Input data ->
——

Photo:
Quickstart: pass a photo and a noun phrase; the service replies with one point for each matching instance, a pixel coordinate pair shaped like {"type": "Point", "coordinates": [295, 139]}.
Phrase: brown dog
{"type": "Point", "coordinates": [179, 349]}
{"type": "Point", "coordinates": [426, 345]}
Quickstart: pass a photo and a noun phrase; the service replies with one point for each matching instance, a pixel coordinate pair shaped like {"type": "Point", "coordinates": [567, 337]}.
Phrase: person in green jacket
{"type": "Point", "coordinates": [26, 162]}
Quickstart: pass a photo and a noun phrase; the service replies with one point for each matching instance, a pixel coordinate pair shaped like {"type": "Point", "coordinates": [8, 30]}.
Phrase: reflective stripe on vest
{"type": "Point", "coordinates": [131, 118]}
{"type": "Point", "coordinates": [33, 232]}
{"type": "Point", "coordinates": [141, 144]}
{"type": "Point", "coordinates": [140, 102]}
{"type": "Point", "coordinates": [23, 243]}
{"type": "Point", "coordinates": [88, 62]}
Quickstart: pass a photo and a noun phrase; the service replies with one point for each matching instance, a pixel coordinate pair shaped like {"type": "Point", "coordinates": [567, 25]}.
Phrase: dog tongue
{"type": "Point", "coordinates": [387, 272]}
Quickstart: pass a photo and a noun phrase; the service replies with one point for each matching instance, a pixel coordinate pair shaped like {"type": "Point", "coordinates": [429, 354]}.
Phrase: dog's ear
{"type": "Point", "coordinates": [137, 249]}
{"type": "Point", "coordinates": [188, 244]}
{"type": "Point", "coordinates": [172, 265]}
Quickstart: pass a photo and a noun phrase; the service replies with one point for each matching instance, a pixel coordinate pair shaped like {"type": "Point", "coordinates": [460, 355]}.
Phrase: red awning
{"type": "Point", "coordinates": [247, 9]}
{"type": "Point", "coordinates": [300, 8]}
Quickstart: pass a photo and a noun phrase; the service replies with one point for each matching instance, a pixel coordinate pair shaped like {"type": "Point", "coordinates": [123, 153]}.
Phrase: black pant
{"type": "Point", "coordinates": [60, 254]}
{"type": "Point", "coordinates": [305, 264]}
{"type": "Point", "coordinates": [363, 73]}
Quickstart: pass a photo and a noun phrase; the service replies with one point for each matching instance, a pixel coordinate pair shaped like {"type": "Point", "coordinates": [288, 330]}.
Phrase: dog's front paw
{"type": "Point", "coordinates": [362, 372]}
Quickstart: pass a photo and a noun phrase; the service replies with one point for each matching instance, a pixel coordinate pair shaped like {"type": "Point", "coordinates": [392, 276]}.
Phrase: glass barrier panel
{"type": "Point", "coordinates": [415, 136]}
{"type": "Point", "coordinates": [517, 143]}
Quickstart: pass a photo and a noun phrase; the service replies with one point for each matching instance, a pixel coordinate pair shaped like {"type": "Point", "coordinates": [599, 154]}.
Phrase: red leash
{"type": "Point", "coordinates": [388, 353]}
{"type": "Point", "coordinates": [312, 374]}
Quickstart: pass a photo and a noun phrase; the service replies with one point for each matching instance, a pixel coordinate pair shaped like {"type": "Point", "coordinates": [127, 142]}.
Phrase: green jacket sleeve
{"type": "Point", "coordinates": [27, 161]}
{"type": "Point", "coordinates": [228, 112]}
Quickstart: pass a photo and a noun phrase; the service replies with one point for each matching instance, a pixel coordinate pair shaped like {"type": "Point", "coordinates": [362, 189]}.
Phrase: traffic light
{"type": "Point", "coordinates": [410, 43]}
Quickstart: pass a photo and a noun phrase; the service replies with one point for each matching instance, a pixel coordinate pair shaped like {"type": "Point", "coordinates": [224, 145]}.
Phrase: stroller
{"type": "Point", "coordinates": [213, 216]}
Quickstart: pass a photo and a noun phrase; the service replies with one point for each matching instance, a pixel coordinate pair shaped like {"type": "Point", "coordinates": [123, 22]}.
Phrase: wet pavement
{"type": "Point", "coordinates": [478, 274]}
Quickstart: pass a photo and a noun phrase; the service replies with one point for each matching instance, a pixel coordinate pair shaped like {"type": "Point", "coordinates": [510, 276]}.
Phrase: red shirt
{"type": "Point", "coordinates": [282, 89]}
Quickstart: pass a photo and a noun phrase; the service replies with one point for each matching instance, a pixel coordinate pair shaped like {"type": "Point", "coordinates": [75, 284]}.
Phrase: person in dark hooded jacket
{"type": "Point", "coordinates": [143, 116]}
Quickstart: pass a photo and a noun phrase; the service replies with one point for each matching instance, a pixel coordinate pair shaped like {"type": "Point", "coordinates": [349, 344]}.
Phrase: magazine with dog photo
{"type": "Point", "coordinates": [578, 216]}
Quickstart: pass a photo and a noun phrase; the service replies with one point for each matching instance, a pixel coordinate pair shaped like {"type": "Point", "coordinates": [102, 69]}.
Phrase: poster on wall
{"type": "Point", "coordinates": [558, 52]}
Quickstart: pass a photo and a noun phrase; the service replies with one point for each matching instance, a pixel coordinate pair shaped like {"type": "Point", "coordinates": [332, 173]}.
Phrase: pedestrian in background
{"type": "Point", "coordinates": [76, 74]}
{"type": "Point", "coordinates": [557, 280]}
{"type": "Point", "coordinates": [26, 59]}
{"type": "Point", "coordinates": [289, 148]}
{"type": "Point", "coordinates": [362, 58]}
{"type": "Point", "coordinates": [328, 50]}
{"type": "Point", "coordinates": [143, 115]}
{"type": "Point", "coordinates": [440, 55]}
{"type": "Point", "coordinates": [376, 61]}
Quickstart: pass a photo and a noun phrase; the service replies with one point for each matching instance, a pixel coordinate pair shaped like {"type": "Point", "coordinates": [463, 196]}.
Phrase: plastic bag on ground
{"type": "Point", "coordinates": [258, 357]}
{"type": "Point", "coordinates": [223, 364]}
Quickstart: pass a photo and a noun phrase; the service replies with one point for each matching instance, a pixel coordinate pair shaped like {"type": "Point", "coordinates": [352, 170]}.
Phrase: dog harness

——

Set task ->
Print the records unchanged, beginning at their first line and stopping after the line that contains "Phrase: brown dog".

Solution for this task ->
Photo:
Quickstart: pass a photo and a noun phrase; the service replies with one point for each matching instance, a pixel coordinate pair shaped like {"type": "Point", "coordinates": [295, 139]}.
Phrase: brown dog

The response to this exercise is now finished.